[EXTRACT TO READ]

(BPT) – A popular social media meme holds that “growing old isn’t for sissies.” Plenty of older women would probably agree with that sentiment as they cope with age-related issues specific to their gender, such as osteoporosis and increased risk of breast cancer. Yet the greatest health risk women face as they age is one society most often thinks of as predominantly affecting men: heart disease.
“Heart disease is the No. 1 killer of women in the United States,” notes Dr. Kevin O’Neil, chief medical officer for Brookdale, a leading senior living company that operates approximately 1,150 communities in 46 states. “Maybe one out of every 25 women may die of breast cancer, but one out of every two women will die from heart disease or stroke.”
Heart disease takes many forms, O’Neil says, with coronary artery disease being the most prevalent. Plaque builds up in the arteries, constricting and sometimes blocking the flow of blood to the heart. This can damage the heart muscle over time and even contribute to a heart attack if a blockage occurs.
Many risk factors for heart disease are particularly relevant to women. Because the onset of heart disease in women typically occurs a decade or more after men, many women may assume they’re safe. Yet other bodily and environmental changes related to aging can increase the risk, even among women who appear healthy.
Risk factors of particular concern to women include:
* Decreased estrogen after menopause – “Estrogen appears to have a protective effect” for heart health, O’Neil says. As estrogen levels fall, the risk of heart disease can increase.

[/EXTRACT TO READ]
[EXCERPTED DATA]

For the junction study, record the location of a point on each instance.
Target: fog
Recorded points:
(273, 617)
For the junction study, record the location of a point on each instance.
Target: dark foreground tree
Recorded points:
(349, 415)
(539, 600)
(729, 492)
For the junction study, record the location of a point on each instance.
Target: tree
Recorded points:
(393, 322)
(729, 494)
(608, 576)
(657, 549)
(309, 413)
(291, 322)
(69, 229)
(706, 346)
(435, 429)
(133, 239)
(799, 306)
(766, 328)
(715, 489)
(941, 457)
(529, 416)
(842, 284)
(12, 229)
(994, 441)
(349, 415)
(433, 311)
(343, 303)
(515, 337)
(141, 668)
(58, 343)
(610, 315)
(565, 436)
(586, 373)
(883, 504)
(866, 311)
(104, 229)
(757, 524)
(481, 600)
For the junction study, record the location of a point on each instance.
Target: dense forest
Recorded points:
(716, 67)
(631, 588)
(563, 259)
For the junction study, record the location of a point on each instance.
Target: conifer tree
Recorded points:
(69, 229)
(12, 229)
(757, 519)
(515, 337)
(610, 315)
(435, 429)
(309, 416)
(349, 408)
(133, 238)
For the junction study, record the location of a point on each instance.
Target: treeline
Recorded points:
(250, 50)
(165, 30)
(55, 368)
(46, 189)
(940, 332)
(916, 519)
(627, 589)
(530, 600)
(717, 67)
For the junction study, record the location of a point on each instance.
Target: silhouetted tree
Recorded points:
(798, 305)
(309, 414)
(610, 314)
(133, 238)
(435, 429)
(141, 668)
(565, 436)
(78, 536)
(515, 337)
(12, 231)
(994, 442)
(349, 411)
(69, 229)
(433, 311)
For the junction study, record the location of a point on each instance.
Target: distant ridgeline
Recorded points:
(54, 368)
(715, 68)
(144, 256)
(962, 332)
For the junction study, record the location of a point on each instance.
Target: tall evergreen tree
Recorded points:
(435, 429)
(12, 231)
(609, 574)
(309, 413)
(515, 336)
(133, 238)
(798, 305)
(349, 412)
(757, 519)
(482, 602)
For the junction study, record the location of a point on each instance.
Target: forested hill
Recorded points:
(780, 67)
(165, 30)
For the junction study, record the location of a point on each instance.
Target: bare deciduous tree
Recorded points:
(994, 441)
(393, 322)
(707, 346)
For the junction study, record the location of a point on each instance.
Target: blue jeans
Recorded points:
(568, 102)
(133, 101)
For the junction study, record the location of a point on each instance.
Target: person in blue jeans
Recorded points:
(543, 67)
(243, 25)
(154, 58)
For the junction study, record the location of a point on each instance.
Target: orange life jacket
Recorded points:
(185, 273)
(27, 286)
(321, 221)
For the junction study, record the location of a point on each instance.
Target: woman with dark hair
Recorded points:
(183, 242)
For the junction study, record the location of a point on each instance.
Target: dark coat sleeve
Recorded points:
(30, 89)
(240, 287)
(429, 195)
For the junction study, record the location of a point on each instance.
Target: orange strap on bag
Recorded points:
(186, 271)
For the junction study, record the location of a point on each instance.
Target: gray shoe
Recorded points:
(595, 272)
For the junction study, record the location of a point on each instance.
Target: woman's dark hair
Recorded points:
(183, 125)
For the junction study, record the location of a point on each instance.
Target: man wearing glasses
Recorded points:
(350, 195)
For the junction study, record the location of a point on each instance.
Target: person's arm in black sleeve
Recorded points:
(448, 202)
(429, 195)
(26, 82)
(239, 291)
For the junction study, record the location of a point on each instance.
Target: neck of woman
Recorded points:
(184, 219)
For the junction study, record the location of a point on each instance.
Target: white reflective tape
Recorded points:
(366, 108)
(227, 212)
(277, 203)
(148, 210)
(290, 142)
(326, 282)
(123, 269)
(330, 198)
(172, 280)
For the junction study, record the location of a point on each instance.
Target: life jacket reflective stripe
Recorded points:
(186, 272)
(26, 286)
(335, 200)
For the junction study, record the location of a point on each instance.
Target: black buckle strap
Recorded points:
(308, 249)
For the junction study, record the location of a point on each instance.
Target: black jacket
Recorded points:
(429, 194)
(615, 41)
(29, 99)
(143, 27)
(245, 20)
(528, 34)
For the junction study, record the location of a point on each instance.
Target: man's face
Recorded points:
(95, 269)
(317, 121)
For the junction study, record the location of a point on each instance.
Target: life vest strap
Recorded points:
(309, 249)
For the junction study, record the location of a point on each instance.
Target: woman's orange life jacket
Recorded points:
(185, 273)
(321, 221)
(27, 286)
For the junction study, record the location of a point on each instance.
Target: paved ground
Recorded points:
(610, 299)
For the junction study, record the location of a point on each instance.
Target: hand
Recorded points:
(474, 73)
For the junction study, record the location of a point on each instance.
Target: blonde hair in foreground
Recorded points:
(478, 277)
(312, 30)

[/EXCERPTED DATA]

Extract the passage of the heart disease article from "Risk factors of" to "disease can increase.", reproducing it word for word. The data play no part in the exercise and may be left aside.

Risk factors of particular concern to women include:
* Decreased estrogen after menopause – “Estrogen appears to have a protective effect” for heart health, O’Neil says. As estrogen levels fall, the risk of heart disease can increase.